Work to complete:
• 1. Answer these questions about the forum thread on SAS date strings below, which comes before the data:
(a) What value does the first poster say dt_begin ends up being?
(b) Why does the first poster need single quotes on the variables?
(c) According to Tom, what must be provided to the INPUT() function so that it knows what type of conversion to perform?
• 2. Continue the forum thread on SAS date strings below, which appears before the data, starting after its final sentence.

Given text:
Greetings all.  I'm having some trouble creating a string variable in format 'YYYY-MM-DD' given an ending date.  I would like to supply an end date, then use symput (or whatever else works) to create the begin date.  Given dt_end = '2014-02-03', I would like dt_begin to be '2014-01-27', one week earlier, but it is ending up being '19750'.  Here is what I am trying...

%let dt_end = '2014-02-03' ;

data _null_ ;

    call symput('dt_begin', cat("'",input(&dt_end, yymmdd10.)-7,"'"));

run ; quit ;

%put &dt_begin ;

I will be passing these variables into an ODBC query, so I need the single quotes on them.  I can't understand why &dt_begin is in date serial format, and not YYYY-MM-DD format.  Does anyone have any ideas?  Thank you.

Greg

1 ACCEPTED SOLUTION

Accepted Solutions
DBailey
Lapis Lazuli | Level 10

%let dt_end = '2014-02-03' ;

data _null_ ;

     call symput('dt_begin', cat("'",put(input(&dt_end, yymmdd10.),yymmddd10.),"'"));

run ; quit ;

%put &dt_begin ;

View solution in original post

5 REPLIES 5
DBailey
Lapis Lazuli | Level 10

%let dt_end = '2014-02-03' ;

data _null_ ;

     call symput('dt_begin', cat("'",put(input(&dt_end, yymmdd10.),yymmddd10.),"'"));

run ; quit ;

%put &dt_begin ;

gsnidow
Obsidian | Level 7

DBailey, thank you so much.  If I'm telling the symput function that I want &dt_end to be in yymmdd10 format, why must I also tell it that I want the result to be in yymmdd10.?  That seems kind of redundant.  Anyhow, thanks again.

Greg

Tom
Super User Tom
Super User

The INPUT() function is a general tool for converting strings into values.  To know what type of conversion you need to provide it an INFORMAT so that it knows what type of conversion to perform.

Given records:
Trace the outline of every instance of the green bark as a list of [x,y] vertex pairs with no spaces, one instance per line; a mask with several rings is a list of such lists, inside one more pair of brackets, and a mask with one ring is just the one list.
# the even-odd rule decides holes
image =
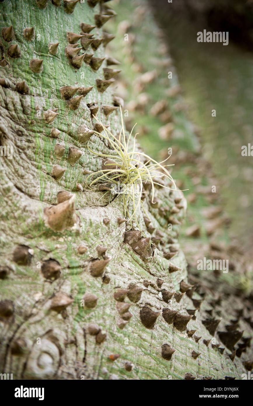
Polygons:
[[[8,42],[2,35],[1,44],[2,59],[7,64],[1,66],[0,70],[7,84],[2,82],[0,87],[0,143],[3,146],[12,146],[13,155],[12,159],[1,156],[0,160],[0,270],[4,278],[1,280],[0,371],[13,373],[15,379],[181,379],[187,373],[198,379],[224,378],[225,376],[240,378],[245,371],[243,356],[233,362],[227,348],[221,354],[211,343],[208,348],[202,340],[196,342],[185,329],[180,331],[178,315],[178,323],[176,318],[174,326],[160,314],[152,328],[147,328],[151,326],[148,315],[140,317],[144,309],[158,312],[168,308],[187,316],[187,309],[193,308],[194,303],[198,307],[186,294],[179,302],[172,298],[169,304],[162,295],[163,289],[183,291],[180,282],[187,281],[187,264],[177,240],[179,226],[174,225],[172,231],[167,229],[171,209],[175,205],[180,207],[178,214],[173,214],[176,220],[181,221],[185,215],[186,202],[182,192],[157,188],[158,207],[153,207],[148,191],[143,202],[145,212],[142,210],[139,214],[138,221],[146,237],[158,232],[162,240],[156,248],[151,244],[150,255],[142,255],[136,244],[124,242],[127,226],[118,223],[118,219],[124,216],[120,197],[109,203],[108,195],[97,187],[91,190],[86,186],[87,173],[99,170],[102,165],[102,158],[90,152],[87,143],[79,140],[80,126],[92,130],[95,122],[86,104],[112,106],[112,91],[111,87],[101,93],[96,86],[96,79],[104,79],[106,60],[96,72],[84,64],[75,69],[66,57],[64,49],[68,45],[66,32],[79,33],[81,23],[96,25],[94,15],[99,13],[100,6],[98,4],[92,8],[86,2],[78,3],[73,13],[69,14],[63,4],[57,7],[50,2],[43,9],[35,1],[6,0],[1,4],[1,30],[12,24],[15,38]],[[32,27],[35,37],[28,41],[23,30]],[[101,38],[102,31],[103,28],[96,28],[92,32]],[[56,54],[49,53],[48,44],[58,42]],[[15,44],[20,47],[20,58],[11,58],[7,52],[10,45]],[[90,48],[87,52],[93,53]],[[94,56],[103,58],[106,54],[101,45]],[[43,60],[42,72],[30,69],[33,59]],[[23,80],[30,89],[28,94],[16,90],[17,84]],[[62,86],[93,85],[77,110],[70,109],[69,102],[61,98]],[[47,122],[45,112],[55,109],[59,114],[53,122]],[[114,133],[119,133],[118,111],[106,119],[100,108],[98,117],[110,125]],[[60,132],[58,138],[50,135],[52,128]],[[58,144],[64,147],[60,158],[56,154],[55,146]],[[88,145],[98,152],[113,153],[96,134]],[[73,148],[81,153],[76,162]],[[55,165],[65,169],[58,180],[52,175]],[[77,184],[83,191],[77,190]],[[62,206],[56,205],[57,194],[63,190],[75,195],[75,209],[69,200],[65,201],[64,205],[69,203],[69,207],[59,214]],[[181,199],[180,203],[177,198]],[[52,205],[54,209],[49,209]],[[52,217],[55,220],[55,212],[59,214],[62,229],[52,229],[56,227],[51,221]],[[51,220],[46,215],[49,213]],[[144,216],[150,219],[155,229],[152,235],[147,229]],[[104,221],[105,218],[109,219],[109,224]],[[134,224],[133,227],[137,230]],[[79,253],[81,244],[87,250]],[[29,251],[22,246],[17,250],[22,245],[29,247]],[[105,253],[99,253],[99,245],[107,248]],[[163,251],[168,251],[172,246],[178,251],[167,259]],[[46,262],[50,259],[57,262]],[[105,260],[103,263],[95,262]],[[95,277],[101,263],[105,270]],[[173,266],[179,270],[169,273]],[[48,277],[48,272],[51,275],[52,271],[55,280]],[[161,286],[158,279],[164,281]],[[138,296],[130,287],[124,301],[131,304],[132,317],[122,328],[124,320],[119,314],[120,305],[117,304],[120,302],[115,300],[114,294],[118,289],[129,289],[131,283],[144,290]],[[92,303],[89,304],[89,298],[92,298],[88,294],[96,296],[94,307]],[[197,335],[207,340],[212,335],[202,322],[207,318],[202,311],[210,308],[208,302],[214,297],[212,292],[207,294],[201,313],[187,325],[189,330],[197,330]],[[198,300],[202,297],[195,292],[193,298]],[[241,304],[238,299],[236,304]],[[228,302],[224,311],[229,305]],[[125,313],[123,316],[127,318]],[[99,330],[91,323],[97,324]],[[90,334],[92,329],[96,335]],[[245,330],[248,337],[247,325]],[[214,338],[215,342],[220,342],[218,336]],[[165,344],[176,350],[170,360],[166,359],[170,358],[170,352],[165,355],[168,349]],[[194,359],[193,352],[201,354]],[[120,356],[114,361],[117,358],[114,354]]]

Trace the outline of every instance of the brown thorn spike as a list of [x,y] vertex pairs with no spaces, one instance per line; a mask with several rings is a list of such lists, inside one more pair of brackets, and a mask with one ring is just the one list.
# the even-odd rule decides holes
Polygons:
[[210,343],[210,341],[211,341],[211,339],[210,339],[210,340],[203,340],[203,343],[204,343],[205,346],[206,346],[207,347],[208,347],[209,344]]
[[44,218],[46,227],[54,231],[63,231],[74,226],[76,227],[79,221],[75,213],[75,195],[56,205],[44,209]]
[[140,317],[142,324],[147,328],[152,328],[160,312],[153,311],[150,307],[144,306],[140,311]]
[[158,287],[161,287],[163,283],[164,283],[164,281],[163,281],[163,279],[160,279],[159,278],[158,278],[157,279],[157,285]]
[[225,348],[218,348],[218,350],[219,352],[221,353],[221,354],[223,354],[223,353],[224,352],[225,349]]
[[28,41],[31,41],[35,37],[34,27],[31,27],[30,28],[25,28],[23,32],[23,35]]
[[0,265],[0,279],[6,279],[12,270],[9,266]]
[[131,303],[125,303],[123,302],[118,302],[116,303],[116,309],[120,314],[123,314],[129,310]]
[[89,24],[86,24],[85,23],[81,23],[80,24],[80,28],[84,32],[90,32],[91,31],[96,28],[96,26],[91,26]]
[[4,27],[2,30],[2,36],[6,42],[9,42],[14,39],[15,34],[13,26],[11,25],[9,27]]
[[84,300],[84,306],[87,309],[94,309],[96,307],[98,298],[92,293],[85,293],[83,296]]
[[234,346],[242,338],[243,334],[243,331],[218,332],[221,341],[231,351],[234,350]]
[[50,309],[55,311],[60,312],[71,304],[74,301],[70,296],[58,292],[51,299]]
[[59,113],[49,109],[43,112],[43,118],[46,123],[52,123],[58,114]]
[[54,43],[53,42],[50,42],[48,45],[48,52],[51,55],[56,55],[58,52],[58,45],[60,43],[56,42]]
[[71,165],[73,165],[79,160],[82,153],[74,147],[70,147],[68,155],[68,160]]
[[186,292],[187,290],[188,290],[188,289],[193,287],[193,285],[188,285],[188,283],[186,283],[183,281],[181,281],[180,282],[180,290],[181,292]]
[[75,55],[77,55],[81,50],[82,49],[82,47],[77,48],[76,47],[75,48],[74,47],[71,47],[69,45],[68,45],[65,48],[65,54],[67,58],[71,60],[71,58],[75,56]]
[[102,276],[103,273],[107,264],[109,262],[109,259],[95,259],[92,261],[89,264],[88,269],[90,273],[92,276],[98,278]]
[[193,359],[197,359],[201,353],[201,352],[196,352],[195,351],[193,351],[191,353],[191,356]]
[[178,313],[177,310],[171,310],[170,309],[164,308],[163,309],[162,315],[166,323],[168,324],[171,324],[174,321],[176,315]]
[[188,337],[192,337],[194,333],[197,331],[197,330],[187,330],[187,331]]
[[105,285],[108,285],[108,283],[109,283],[110,280],[111,278],[108,276],[108,275],[104,275],[102,278],[102,281]]
[[82,96],[77,96],[76,97],[68,100],[67,104],[71,110],[76,110],[78,108],[82,99]]
[[127,297],[129,300],[135,303],[139,302],[142,296],[142,293],[144,290],[144,288],[138,287],[134,283],[130,283],[127,289],[129,289]]
[[165,291],[161,293],[163,300],[167,303],[169,302],[169,300],[170,300],[172,297],[175,292],[169,292],[169,291]]
[[0,316],[1,317],[10,317],[14,312],[14,305],[12,300],[6,299],[0,301]]
[[121,72],[121,71],[119,69],[110,69],[109,68],[103,68],[103,71],[104,71],[104,77],[106,80],[109,80],[112,78],[114,78],[120,72]]
[[91,91],[93,89],[94,86],[90,86],[89,87],[79,87],[78,90],[78,94],[84,97],[88,95],[88,93]]
[[108,106],[107,104],[102,104],[101,107],[102,111],[106,117],[108,117],[113,112],[118,108],[118,107],[115,107],[113,106]]
[[94,55],[94,54],[85,54],[85,56],[84,57],[84,62],[86,63],[86,65],[89,65],[92,59],[92,56]]
[[82,55],[76,55],[75,56],[73,56],[71,60],[71,65],[74,67],[77,68],[77,69],[79,69],[83,64],[85,56],[85,54],[83,54]]
[[163,344],[162,346],[162,357],[167,361],[170,361],[176,350],[168,344]]
[[66,169],[60,165],[54,165],[52,168],[52,176],[58,180],[62,177]]
[[112,17],[112,15],[107,15],[106,14],[95,14],[94,15],[95,24],[98,28],[101,28]]
[[47,279],[55,280],[60,278],[61,267],[58,261],[50,258],[42,262],[41,272]]
[[80,38],[82,38],[83,35],[75,32],[66,32],[67,41],[70,44],[75,44]]
[[196,335],[193,336],[193,338],[196,343],[198,343],[201,338],[201,337],[197,337]]
[[68,14],[72,14],[79,0],[64,0],[64,11]]
[[98,111],[99,111],[99,108],[97,105],[97,103],[96,102],[90,103],[88,103],[86,105],[90,111],[91,117],[92,118],[93,116],[95,117],[97,114]]
[[40,9],[45,9],[48,0],[36,0],[36,4]]
[[19,93],[21,93],[24,95],[27,95],[30,91],[29,86],[24,80],[23,82],[18,82],[16,85],[16,89]]
[[13,252],[13,260],[19,265],[29,265],[33,255],[33,250],[30,247],[18,245]]
[[103,38],[96,38],[92,40],[91,43],[91,48],[93,51],[96,51],[99,47],[101,45],[102,41]]
[[92,43],[93,39],[90,39],[89,38],[85,38],[85,37],[83,37],[81,39],[81,45],[84,48],[85,51],[86,51],[90,45]]
[[10,45],[7,50],[7,53],[11,58],[20,58],[21,50],[17,44]]
[[214,319],[211,319],[210,320],[203,320],[202,323],[209,332],[211,335],[213,337],[221,320],[221,319],[219,319],[215,320]]
[[65,100],[69,100],[75,94],[79,87],[75,87],[73,86],[64,86],[59,89],[62,99]]
[[103,93],[107,87],[114,82],[114,80],[102,80],[101,79],[96,80],[96,88],[99,93]]
[[33,72],[40,73],[43,70],[43,59],[31,59],[29,67]]
[[92,56],[90,63],[90,65],[94,71],[96,72],[105,59],[105,58],[94,58]]
[[125,369],[128,372],[130,372],[133,368],[134,365],[130,361],[126,361],[125,363]]
[[118,289],[114,294],[114,298],[118,302],[123,302],[125,299],[128,289]]
[[99,0],[87,0],[87,4],[93,9],[99,1]]
[[106,58],[106,63],[107,66],[109,66],[110,65],[121,65],[121,62],[119,62],[117,59],[114,59],[114,58],[111,58],[110,56]]
[[103,255],[105,254],[107,250],[107,247],[104,247],[103,245],[98,245],[96,248],[99,255]]
[[186,316],[178,313],[174,320],[174,326],[179,331],[183,331],[192,318],[192,316]]
[[117,326],[120,330],[123,330],[128,322],[126,320],[123,320],[122,318],[118,319],[117,320]]
[[108,359],[110,361],[116,361],[120,356],[120,354],[110,354],[108,356]]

Outputs by task:
• 1.
(a) '19750'
(b) The variables will be passed into an ODBC query.
(c) An INFORMAT.

• 2.
Dates are stored as number of days since 1/1/1960.

The PUT() function is a general tool for converting a value into a string.  To know what type of conversion you need to provide it with a FORMAT.

gsnidow
Obsidian | Level 7

Thank you Tom.  I've been using SAS off and on for well over a year now, and I still find dates to be the most frustrating thing of all.

Greg

Peter_C
Rhodochrosite | Level 12

did you not notice you have to use the INPUT() function to convert your start date before subtracting 7 days?

Your result is a standard SAS-date (a number of days since 1-Jan-1960).

So you need to convert that with the PUT() function in a similar way.

Alternatively, work with SAS-date constants and convert to the DBMS format at the last stage (if you really need it even then)

SAS-date constants are a lot more understandable for us than tHat "number of days since 1960) Smiley Wink

There are hundreds of formats an informats to handle dates.There are also two really helpful functions for date arithmetic

  1. INTCK() calculates the number of date/time intervals between two dates (and/or times)
  2. INTNX() returns the next date/time after +/- N intervals

WEEK is one of those intervals although your question doesn't need more than a 7-day interval, i.e. old-date+/- 7

There are aspects to interval handling you might find very useful (although you dfon't need to go there for this issue)

Your date style is very similar to the style of Teradata dates so I guess you seek the constant to use in that (dbms) kind of context.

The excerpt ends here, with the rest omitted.